Requirement
Copy exactly, and only, the lines from the line containing "the tree bark" through the last line of the records below, both included, and leave out any pictures.

Record excerpts
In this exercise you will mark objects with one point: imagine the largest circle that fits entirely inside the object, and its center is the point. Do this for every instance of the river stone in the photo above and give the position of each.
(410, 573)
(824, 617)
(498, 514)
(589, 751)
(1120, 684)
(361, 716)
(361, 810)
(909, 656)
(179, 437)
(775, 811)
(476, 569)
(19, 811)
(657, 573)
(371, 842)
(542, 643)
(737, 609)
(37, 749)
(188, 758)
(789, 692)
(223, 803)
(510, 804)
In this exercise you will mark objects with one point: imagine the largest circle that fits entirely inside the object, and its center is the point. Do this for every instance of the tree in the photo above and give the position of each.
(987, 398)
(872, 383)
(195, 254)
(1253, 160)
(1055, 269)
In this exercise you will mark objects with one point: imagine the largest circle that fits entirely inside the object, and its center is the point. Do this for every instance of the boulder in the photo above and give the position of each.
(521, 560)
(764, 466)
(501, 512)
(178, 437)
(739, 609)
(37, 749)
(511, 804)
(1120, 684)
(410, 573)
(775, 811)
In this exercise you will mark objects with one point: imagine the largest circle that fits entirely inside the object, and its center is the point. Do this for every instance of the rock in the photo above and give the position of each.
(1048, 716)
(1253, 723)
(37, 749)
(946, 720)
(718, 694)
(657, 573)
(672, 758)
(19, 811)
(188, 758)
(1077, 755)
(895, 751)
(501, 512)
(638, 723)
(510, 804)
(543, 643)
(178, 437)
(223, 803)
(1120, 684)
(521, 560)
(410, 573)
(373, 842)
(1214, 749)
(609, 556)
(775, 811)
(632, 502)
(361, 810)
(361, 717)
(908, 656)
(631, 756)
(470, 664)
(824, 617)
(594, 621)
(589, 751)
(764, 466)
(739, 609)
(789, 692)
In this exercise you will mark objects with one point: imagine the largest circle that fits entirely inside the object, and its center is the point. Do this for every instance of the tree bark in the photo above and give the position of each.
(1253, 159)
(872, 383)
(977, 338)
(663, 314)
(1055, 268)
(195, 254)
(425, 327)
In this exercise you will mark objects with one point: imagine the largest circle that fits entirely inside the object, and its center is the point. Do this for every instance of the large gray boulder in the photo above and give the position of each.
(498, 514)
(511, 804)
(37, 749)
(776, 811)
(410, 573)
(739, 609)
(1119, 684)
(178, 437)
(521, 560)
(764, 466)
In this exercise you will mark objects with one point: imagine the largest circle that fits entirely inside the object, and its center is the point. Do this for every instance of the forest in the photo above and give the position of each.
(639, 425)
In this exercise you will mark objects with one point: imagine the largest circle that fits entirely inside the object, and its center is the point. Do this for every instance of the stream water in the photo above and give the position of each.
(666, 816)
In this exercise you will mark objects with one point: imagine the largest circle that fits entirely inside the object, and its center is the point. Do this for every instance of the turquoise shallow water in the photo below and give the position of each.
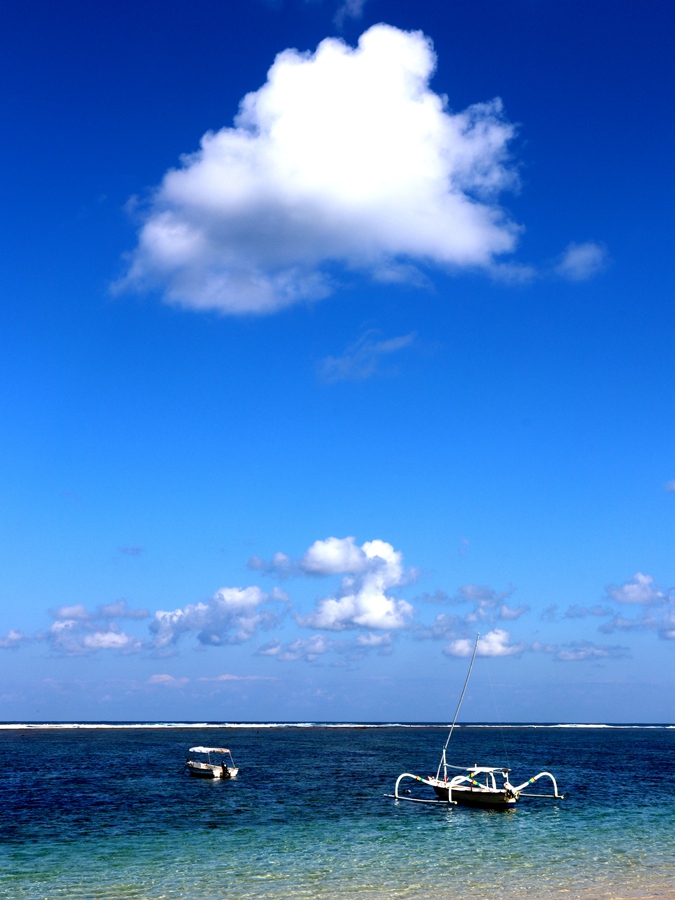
(106, 814)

Response to this exercise
In this exercise you will mark objects with one point: imagine the largest circle that fits entirely inside the object, and its center is the point. Do this for every instance of the tree bark in the photo above and give the position of each.
(1253, 159)
(872, 383)
(977, 338)
(663, 314)
(1055, 268)
(195, 254)
(425, 327)
In this exercise you will mark objects with one point: imagine the largest circle that fits entirely inside the object, and its center is the point. Do this for every instance of the large gray boulder in the photo above and give the position of each.
(498, 514)
(511, 804)
(37, 749)
(776, 811)
(410, 573)
(739, 609)
(1119, 684)
(178, 437)
(521, 560)
(764, 466)
In this exercise you will mark objects with one point: imagine the largest circle that fits entirely inside the object, and its center is the point. Do this for every instance of the forest in the photo above and give the position of each.
(639, 425)
In this exercise you will mark objects with one point: imagine the largest circle that fits entirely inside the object, and its center is the point. Do this for every instance of the stream water in the photo above and give the position of each.
(666, 816)
In this exercise you will mark objects with one point: imagine the largest circle that fits entirely inside the object, and its center is the point. Do this for every instance of the turquoise shallow water in the photo below and give the position of each.
(106, 814)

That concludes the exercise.